Saved entries:
★ ★ ★ ★ ★

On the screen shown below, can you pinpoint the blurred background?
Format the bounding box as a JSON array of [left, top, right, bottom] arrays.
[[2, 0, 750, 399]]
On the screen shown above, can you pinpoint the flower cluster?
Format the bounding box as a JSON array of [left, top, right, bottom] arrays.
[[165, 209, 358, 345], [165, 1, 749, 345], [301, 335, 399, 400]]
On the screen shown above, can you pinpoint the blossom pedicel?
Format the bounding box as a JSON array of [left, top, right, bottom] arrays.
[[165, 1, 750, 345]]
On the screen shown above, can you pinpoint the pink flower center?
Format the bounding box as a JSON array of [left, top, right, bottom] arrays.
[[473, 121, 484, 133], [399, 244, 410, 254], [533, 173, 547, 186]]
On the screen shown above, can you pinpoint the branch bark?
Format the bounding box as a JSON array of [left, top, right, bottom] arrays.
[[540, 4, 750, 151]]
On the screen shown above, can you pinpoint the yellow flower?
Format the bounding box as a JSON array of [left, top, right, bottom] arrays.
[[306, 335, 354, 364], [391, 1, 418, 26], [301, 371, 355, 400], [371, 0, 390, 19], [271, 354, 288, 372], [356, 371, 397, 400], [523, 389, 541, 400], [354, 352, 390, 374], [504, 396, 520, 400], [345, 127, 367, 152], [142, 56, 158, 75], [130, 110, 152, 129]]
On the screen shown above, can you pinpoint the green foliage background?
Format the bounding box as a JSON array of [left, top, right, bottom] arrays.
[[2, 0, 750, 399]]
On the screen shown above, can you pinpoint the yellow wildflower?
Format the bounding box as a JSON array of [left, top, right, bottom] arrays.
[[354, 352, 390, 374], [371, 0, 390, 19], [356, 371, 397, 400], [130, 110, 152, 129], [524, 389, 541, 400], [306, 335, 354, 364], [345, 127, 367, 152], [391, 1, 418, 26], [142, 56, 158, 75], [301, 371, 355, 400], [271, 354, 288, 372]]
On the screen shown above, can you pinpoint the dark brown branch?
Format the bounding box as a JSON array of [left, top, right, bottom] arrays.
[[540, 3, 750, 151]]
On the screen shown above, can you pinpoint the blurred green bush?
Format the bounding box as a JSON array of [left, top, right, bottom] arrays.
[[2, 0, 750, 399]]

★ ★ ★ ★ ★

Task description: Line by line, print the records above exactly as they stand.

Expected answer:
On the screen shown below, can you pinpoint the blurred background?
Format the bounding box as a JSON array of [left, top, right, bottom] arrays.
[[2, 0, 750, 399]]
On the screen shown above, can you pinpoint the flower cluster?
Format the bounding box as a JSON array of [left, top, right, bottom] arrays.
[[165, 209, 358, 345], [165, 1, 749, 345], [301, 335, 399, 400]]
On the screen shown above, can you pinpoint the blossom pedicel?
Format the bounding box as a JSON array of [left, top, right, bottom] arrays.
[[165, 1, 750, 345]]
On the screen shown above, can you pinpoint the pink flower center?
Format the bounding box as a JSON array of [left, top, right, bottom] arrays.
[[473, 121, 484, 133], [399, 244, 410, 254], [533, 173, 547, 186]]
On the screen shown above, can you pinpoint the branch bark?
Format the bounding box as a JSON array of [left, top, right, bottom] arrays.
[[540, 4, 750, 151]]
On the screen shown above, can you pinpoint the yellow flower?
Format the bounding box as a JSON array of [left, top, right, bottom] arrays.
[[306, 335, 354, 364], [391, 1, 418, 26], [301, 371, 355, 400], [371, 0, 390, 19], [271, 354, 288, 372], [356, 371, 397, 400], [523, 389, 541, 400], [354, 352, 390, 374], [504, 396, 520, 400], [345, 127, 367, 152], [142, 56, 158, 75], [130, 110, 152, 129]]
On the screen shown above, can you pinpoint the green foliage background?
Format the bounding box as a JSON array of [left, top, right, bottom] arrays.
[[2, 0, 750, 399]]
On the screen shown above, can you pinpoint the yellow wildflower?
Format the bounding box as a JSON array of [left, top, right, bottom] arrays.
[[354, 352, 390, 374], [371, 0, 390, 19], [356, 371, 397, 400], [130, 110, 152, 129], [524, 389, 541, 400], [306, 335, 354, 364], [345, 127, 367, 152], [391, 1, 418, 26], [142, 56, 158, 75], [301, 371, 355, 400], [271, 354, 288, 372]]
On the screen shown above, can you pinpoint the dark brown branch?
Format the bounding box as a JSON array of [left, top, right, bottom] arrays.
[[540, 3, 750, 151]]
On the screen shown above, can you pinpoint the blurred green bush?
Format the bounding box as a JSON array of [left, top, right, bottom] arrays.
[[2, 0, 750, 399]]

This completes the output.